◆ Supplied records ◆
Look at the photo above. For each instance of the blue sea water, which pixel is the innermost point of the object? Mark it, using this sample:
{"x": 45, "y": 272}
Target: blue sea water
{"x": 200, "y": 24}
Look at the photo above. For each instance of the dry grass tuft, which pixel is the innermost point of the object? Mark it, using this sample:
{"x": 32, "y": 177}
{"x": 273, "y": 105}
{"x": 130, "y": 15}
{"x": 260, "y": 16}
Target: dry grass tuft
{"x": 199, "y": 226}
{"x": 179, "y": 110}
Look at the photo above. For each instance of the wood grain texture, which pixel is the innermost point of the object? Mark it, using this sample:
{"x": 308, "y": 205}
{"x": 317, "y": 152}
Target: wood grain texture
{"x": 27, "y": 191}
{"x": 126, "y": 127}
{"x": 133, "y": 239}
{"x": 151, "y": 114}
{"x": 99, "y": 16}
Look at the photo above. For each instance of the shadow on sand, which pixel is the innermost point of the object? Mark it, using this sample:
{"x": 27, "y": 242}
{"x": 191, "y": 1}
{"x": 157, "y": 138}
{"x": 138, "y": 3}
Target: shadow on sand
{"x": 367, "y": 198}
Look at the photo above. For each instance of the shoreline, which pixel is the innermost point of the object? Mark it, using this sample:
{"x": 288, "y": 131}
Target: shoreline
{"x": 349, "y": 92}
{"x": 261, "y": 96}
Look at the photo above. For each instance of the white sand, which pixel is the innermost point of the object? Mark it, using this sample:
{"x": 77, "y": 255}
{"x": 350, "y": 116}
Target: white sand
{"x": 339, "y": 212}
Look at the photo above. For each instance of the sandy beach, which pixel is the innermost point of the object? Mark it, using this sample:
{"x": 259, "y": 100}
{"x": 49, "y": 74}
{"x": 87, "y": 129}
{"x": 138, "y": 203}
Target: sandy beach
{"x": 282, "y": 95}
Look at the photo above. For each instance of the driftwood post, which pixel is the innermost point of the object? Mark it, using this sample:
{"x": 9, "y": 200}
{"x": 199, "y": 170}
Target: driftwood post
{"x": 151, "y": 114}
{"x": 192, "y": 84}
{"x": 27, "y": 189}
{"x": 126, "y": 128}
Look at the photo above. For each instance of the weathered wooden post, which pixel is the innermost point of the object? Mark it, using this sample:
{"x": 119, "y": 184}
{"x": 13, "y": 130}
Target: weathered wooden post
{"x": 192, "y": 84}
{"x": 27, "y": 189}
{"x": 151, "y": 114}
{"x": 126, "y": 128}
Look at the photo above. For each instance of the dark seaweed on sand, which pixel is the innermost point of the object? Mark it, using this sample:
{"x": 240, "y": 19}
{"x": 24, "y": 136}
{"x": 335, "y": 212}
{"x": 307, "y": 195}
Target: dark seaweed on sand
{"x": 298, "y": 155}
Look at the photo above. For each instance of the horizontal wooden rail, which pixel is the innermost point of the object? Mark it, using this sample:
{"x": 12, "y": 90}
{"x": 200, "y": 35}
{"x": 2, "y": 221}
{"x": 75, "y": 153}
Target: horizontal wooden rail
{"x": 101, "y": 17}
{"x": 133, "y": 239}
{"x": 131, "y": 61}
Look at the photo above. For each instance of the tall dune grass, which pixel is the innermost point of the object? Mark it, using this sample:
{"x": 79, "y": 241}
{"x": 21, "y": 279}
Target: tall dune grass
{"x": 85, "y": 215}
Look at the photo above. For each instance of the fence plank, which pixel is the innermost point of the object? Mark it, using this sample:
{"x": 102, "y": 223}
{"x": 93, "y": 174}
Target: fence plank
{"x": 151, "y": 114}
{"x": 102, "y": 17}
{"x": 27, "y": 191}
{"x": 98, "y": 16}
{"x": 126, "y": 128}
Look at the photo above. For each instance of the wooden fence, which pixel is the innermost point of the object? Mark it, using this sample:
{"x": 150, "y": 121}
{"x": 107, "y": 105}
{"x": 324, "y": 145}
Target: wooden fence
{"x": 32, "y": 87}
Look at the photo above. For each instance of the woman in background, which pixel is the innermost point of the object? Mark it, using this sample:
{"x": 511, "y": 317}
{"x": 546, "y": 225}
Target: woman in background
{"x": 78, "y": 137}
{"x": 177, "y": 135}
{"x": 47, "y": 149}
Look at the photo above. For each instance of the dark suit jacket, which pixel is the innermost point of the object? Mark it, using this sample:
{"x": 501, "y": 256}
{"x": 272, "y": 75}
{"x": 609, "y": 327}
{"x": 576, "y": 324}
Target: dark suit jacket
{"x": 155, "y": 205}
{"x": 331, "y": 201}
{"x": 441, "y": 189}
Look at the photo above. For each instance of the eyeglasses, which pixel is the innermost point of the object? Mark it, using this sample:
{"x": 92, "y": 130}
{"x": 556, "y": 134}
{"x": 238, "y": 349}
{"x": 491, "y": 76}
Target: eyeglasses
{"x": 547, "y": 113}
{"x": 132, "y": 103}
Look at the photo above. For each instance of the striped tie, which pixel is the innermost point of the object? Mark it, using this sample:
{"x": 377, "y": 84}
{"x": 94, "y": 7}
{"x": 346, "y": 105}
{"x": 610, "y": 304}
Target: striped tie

◆ What you are asked to do ◆
Please copy all of the rows above character for character, keeping every line in its original order.

◆ Output of the exercise ◆
Look at the photo above. For each instance of the blue sea water, which pixel is the innermost point of the object? Mark it, using this sample:
{"x": 45, "y": 272}
Target: blue sea water
{"x": 200, "y": 24}
Look at the photo above. For each instance of the dry grass tuft, which pixel is the innermost point of the object? Mark it, using this sample:
{"x": 32, "y": 177}
{"x": 273, "y": 105}
{"x": 130, "y": 15}
{"x": 260, "y": 16}
Target: dry grass tuft
{"x": 199, "y": 226}
{"x": 179, "y": 110}
Look at the photo above. For each instance of the wood grain texture, which pixel is the innermost point of the object? Mark it, using this sample:
{"x": 308, "y": 205}
{"x": 317, "y": 152}
Target: wood grain texture
{"x": 27, "y": 191}
{"x": 126, "y": 127}
{"x": 133, "y": 239}
{"x": 151, "y": 114}
{"x": 99, "y": 16}
Look at the photo above. For each instance of the shadow on sand, which pixel is the innermost point of the object? Mark it, using this sample:
{"x": 27, "y": 242}
{"x": 191, "y": 1}
{"x": 157, "y": 138}
{"x": 138, "y": 3}
Target: shadow on sand
{"x": 367, "y": 198}
Look at the photo above. For each instance of the shoreline, which pixel is the innermost point of the object? Mark it, using this sample:
{"x": 288, "y": 131}
Target: shoreline
{"x": 349, "y": 92}
{"x": 261, "y": 96}
Look at the photo above. For each instance of the white sand, which pixel is the innermost point of the object? Mark it, using this sample:
{"x": 77, "y": 255}
{"x": 350, "y": 116}
Target: white sand
{"x": 339, "y": 212}
Look at the photo above. For each instance of the sandy beach, which pixel is the innermost point of the object? Mark it, using this sample:
{"x": 259, "y": 100}
{"x": 49, "y": 74}
{"x": 87, "y": 129}
{"x": 138, "y": 203}
Target: sandy beach
{"x": 282, "y": 95}
Look at the photo above. For each instance of the driftwood post, which pixel is the innermost point of the object? Mark it, using this sample:
{"x": 9, "y": 200}
{"x": 199, "y": 170}
Target: driftwood post
{"x": 151, "y": 114}
{"x": 192, "y": 84}
{"x": 27, "y": 189}
{"x": 126, "y": 128}
Look at the photo above. For each instance of the weathered wooden post, which pixel is the innermost point of the object? Mark it, using this sample:
{"x": 119, "y": 184}
{"x": 13, "y": 130}
Target: weathered wooden post
{"x": 192, "y": 84}
{"x": 27, "y": 189}
{"x": 151, "y": 114}
{"x": 126, "y": 128}
Look at the photo above. For each instance of the dark seaweed on sand, which pixel is the innermost point of the object? Mark it, using this sample:
{"x": 240, "y": 19}
{"x": 24, "y": 136}
{"x": 335, "y": 212}
{"x": 307, "y": 195}
Target: dark seaweed on sand
{"x": 298, "y": 155}
Look at the photo above. For each instance of the horizontal wooden rail, which pixel is the innermost point of the object? Mark it, using this sample:
{"x": 12, "y": 90}
{"x": 200, "y": 35}
{"x": 2, "y": 221}
{"x": 75, "y": 153}
Target: horizontal wooden rail
{"x": 101, "y": 17}
{"x": 133, "y": 239}
{"x": 131, "y": 61}
Look at the photo above. For each instance of the tall dune grass, which pixel is the innermost point of the object? Mark it, using this sample:
{"x": 79, "y": 241}
{"x": 21, "y": 279}
Target: tall dune grass
{"x": 85, "y": 215}
Look at the photo above. For each instance of the fence plank, which pixel is the innermost point of the object? Mark it, using this sample:
{"x": 102, "y": 223}
{"x": 93, "y": 174}
Target: fence plank
{"x": 151, "y": 114}
{"x": 102, "y": 17}
{"x": 27, "y": 191}
{"x": 98, "y": 16}
{"x": 126, "y": 128}
Look at the photo above. For each instance of the wooden fence, which pixel is the innermost point of the object? Mark it, using this sample:
{"x": 150, "y": 121}
{"x": 107, "y": 105}
{"x": 324, "y": 145}
Target: wooden fence
{"x": 32, "y": 87}
Look at the photo above. For each instance of the woman in background, which pixel is the innermost point of the object? Mark it, using this sample:
{"x": 511, "y": 317}
{"x": 546, "y": 225}
Target: woman in background
{"x": 78, "y": 137}
{"x": 177, "y": 135}
{"x": 47, "y": 149}
Look at the photo above. For each instance of the dark suit jacket, which pixel is the innermost point of the object? Mark it, using this sample:
{"x": 501, "y": 256}
{"x": 272, "y": 75}
{"x": 609, "y": 327}
{"x": 576, "y": 324}
Target: dark suit jacket
{"x": 155, "y": 205}
{"x": 331, "y": 201}
{"x": 441, "y": 189}
Look at the photo above. For each instance of the eyeglasses, which pixel is the innermost point of the object? Mark it, using this sample:
{"x": 92, "y": 130}
{"x": 556, "y": 134}
{"x": 238, "y": 349}
{"x": 491, "y": 76}
Target: eyeglasses
{"x": 547, "y": 113}
{"x": 132, "y": 103}
Look at the photo above. For each instance of the striped tie, which pixel is the innermost point of the object? Mark it, using this sample:
{"x": 377, "y": 84}
{"x": 94, "y": 7}
{"x": 346, "y": 105}
{"x": 610, "y": 304}
Target: striped tie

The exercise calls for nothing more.